(An excerpt from a dataset)
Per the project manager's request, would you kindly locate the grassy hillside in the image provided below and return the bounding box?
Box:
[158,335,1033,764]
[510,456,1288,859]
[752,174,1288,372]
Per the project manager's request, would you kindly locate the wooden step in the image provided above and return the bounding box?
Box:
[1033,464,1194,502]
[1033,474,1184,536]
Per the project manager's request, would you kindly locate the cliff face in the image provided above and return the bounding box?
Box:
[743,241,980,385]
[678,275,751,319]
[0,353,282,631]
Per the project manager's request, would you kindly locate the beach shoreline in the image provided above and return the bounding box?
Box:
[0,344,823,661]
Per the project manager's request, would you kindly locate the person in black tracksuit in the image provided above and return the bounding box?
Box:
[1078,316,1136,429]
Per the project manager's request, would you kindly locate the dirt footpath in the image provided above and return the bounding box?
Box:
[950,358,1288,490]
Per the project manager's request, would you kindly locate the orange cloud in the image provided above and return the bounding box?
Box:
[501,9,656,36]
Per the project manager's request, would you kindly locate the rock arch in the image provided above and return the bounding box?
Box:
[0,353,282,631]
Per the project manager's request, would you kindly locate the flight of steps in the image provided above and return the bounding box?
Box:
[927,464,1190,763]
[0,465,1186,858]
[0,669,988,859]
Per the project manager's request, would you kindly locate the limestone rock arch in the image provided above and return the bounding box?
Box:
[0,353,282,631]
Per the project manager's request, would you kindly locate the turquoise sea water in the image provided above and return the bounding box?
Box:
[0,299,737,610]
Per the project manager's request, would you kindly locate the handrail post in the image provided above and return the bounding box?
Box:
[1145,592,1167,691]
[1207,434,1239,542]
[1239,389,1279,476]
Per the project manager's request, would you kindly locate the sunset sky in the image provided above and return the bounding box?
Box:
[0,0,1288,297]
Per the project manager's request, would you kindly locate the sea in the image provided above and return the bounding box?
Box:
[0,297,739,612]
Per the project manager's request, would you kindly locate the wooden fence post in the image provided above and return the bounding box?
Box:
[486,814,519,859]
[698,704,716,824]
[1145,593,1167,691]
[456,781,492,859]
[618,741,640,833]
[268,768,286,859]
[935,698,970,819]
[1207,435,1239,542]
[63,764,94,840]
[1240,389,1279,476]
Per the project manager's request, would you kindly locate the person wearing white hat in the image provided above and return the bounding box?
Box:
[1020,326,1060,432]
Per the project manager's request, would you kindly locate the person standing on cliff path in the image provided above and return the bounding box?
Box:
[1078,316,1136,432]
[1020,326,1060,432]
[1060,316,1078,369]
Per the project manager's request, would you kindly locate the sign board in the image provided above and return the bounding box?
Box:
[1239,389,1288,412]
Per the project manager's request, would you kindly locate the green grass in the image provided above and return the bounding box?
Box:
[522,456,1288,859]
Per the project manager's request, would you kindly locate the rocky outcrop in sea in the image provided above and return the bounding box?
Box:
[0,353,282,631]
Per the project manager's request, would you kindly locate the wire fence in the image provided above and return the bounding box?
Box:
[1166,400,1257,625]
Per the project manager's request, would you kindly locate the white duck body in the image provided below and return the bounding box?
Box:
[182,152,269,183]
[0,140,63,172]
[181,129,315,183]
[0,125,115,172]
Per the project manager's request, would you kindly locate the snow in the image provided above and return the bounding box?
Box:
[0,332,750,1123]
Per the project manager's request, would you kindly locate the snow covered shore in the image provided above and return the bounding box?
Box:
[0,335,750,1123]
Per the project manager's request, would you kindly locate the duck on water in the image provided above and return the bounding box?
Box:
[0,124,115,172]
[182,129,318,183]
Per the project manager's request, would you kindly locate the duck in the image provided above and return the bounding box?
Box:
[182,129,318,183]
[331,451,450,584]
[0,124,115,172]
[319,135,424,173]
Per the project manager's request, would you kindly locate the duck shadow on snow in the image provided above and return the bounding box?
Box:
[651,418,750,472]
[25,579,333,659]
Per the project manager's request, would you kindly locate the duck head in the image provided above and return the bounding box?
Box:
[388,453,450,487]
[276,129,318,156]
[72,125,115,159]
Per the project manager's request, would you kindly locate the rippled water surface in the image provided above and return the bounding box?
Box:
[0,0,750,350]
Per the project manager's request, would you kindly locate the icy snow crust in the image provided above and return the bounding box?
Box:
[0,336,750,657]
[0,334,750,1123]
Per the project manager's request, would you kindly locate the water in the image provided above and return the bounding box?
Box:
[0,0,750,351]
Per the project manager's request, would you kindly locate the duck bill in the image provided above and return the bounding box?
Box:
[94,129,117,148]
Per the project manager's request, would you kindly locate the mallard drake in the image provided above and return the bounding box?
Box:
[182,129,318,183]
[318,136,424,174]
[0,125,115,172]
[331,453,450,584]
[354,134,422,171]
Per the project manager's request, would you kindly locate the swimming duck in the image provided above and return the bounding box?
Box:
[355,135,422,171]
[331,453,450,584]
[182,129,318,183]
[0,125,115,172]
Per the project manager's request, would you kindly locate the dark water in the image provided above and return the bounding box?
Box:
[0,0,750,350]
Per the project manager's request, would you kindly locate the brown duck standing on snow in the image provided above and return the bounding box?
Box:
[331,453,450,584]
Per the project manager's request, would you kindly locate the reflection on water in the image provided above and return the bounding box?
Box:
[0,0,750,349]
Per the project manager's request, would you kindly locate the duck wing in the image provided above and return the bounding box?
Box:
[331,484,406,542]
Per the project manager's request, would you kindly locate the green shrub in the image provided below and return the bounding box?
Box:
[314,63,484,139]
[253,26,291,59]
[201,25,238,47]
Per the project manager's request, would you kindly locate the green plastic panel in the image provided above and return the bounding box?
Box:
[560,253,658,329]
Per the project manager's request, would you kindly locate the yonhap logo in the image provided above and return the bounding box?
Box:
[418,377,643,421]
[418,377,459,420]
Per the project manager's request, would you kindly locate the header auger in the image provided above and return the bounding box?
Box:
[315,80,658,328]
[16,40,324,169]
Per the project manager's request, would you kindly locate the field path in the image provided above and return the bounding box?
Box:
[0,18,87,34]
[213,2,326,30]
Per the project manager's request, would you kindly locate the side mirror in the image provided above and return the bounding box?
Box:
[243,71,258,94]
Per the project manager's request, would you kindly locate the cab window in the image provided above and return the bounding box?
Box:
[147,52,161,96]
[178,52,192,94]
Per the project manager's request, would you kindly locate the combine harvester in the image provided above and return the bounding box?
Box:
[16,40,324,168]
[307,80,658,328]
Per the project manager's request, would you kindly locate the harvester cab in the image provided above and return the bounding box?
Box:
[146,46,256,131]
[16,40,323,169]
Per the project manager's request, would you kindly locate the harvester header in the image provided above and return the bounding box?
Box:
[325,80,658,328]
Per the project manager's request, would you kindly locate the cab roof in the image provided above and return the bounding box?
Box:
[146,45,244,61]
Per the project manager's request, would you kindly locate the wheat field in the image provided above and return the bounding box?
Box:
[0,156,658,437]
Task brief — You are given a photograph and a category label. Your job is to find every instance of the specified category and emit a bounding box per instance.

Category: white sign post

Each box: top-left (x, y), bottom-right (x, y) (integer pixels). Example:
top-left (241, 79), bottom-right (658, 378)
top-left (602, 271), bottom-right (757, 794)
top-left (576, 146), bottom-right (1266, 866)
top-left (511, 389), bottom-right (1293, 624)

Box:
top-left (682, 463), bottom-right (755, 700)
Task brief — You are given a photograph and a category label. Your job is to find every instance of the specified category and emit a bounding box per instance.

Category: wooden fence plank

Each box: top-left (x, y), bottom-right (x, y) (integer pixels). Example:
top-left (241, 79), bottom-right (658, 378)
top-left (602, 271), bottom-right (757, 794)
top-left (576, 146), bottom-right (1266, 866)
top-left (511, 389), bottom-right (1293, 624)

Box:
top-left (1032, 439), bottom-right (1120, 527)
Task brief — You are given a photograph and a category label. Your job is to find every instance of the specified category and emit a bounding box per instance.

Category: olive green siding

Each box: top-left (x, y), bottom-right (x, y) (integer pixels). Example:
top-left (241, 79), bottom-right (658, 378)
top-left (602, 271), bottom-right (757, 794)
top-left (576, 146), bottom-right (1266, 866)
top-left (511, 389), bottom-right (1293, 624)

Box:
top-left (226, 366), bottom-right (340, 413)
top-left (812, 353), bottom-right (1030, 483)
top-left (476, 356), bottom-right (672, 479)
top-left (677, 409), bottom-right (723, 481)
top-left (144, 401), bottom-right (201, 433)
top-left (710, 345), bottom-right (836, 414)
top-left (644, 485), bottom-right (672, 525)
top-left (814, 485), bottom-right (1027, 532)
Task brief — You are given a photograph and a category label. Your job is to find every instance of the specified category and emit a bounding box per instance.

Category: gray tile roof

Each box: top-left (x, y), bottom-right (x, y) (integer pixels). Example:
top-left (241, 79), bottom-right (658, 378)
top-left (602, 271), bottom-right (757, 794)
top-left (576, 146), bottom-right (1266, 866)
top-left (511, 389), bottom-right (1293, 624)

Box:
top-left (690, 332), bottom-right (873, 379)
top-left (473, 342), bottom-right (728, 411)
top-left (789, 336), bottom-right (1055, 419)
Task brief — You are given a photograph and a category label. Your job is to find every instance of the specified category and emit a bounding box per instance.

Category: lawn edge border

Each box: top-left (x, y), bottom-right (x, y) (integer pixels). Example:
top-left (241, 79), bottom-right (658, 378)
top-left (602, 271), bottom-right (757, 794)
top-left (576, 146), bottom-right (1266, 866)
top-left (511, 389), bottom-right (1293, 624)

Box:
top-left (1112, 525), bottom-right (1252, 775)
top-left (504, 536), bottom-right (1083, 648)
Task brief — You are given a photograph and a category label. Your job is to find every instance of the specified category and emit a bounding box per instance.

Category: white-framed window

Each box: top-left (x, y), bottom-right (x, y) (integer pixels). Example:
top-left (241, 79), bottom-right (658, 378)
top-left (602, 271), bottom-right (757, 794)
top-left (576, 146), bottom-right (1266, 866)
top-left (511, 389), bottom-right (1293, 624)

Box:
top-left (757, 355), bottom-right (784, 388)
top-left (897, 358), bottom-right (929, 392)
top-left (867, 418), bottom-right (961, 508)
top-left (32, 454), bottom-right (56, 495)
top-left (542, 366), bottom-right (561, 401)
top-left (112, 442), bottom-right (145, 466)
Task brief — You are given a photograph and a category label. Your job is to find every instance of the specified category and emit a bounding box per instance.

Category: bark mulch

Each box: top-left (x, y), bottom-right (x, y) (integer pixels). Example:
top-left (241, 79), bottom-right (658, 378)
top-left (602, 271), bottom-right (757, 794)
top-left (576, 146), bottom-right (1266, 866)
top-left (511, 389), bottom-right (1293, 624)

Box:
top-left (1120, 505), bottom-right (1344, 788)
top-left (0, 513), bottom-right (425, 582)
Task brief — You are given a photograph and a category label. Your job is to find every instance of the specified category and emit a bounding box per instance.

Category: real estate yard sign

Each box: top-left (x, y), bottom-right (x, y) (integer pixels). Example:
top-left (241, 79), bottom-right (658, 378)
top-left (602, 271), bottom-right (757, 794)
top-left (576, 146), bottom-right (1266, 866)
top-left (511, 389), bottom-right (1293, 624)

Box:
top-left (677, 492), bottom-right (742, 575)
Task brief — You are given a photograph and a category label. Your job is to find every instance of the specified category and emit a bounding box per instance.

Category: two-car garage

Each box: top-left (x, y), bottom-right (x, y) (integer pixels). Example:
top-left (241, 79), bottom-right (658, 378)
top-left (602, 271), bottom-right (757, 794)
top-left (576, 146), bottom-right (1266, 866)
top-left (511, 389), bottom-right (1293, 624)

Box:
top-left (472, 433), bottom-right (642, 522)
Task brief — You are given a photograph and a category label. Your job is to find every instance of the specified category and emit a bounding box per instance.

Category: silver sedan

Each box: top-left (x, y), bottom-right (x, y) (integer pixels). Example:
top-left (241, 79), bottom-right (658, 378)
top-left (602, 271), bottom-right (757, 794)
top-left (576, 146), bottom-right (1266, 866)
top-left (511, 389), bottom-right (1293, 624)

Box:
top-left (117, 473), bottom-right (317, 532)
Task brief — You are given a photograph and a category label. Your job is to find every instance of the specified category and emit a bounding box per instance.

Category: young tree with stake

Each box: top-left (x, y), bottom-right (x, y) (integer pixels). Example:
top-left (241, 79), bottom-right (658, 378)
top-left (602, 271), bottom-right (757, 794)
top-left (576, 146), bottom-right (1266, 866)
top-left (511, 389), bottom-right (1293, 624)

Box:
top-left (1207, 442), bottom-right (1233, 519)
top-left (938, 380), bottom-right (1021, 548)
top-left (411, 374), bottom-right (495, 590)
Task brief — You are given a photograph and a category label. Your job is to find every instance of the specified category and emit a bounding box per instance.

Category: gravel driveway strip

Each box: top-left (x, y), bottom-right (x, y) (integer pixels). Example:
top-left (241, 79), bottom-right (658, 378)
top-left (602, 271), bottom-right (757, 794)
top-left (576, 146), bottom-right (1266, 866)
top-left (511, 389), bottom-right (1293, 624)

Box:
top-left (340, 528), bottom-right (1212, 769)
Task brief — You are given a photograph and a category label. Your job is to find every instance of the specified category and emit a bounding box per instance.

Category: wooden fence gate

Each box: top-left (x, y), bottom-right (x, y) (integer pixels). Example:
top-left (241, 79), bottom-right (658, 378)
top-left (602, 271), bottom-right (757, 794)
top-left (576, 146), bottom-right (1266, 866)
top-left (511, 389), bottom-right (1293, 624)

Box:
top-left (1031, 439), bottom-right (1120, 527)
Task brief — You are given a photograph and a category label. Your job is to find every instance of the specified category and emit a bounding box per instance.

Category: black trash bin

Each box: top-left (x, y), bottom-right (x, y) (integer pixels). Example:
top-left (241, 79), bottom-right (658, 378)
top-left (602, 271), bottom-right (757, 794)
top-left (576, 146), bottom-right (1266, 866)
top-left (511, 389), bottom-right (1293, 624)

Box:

Given instruction: Pick out each line of the items above that contains the string "standing", copying those lines in full. Treat uppercase and lowercase letters as different.

Written reply:
Per the project manager's request, would you kindly locate the person standing on cliff path in the image provided above and return the bounding box?
Per the project manager's request, would you kindly locate the brown duck standing on snow in the image provided above and return the bounding box?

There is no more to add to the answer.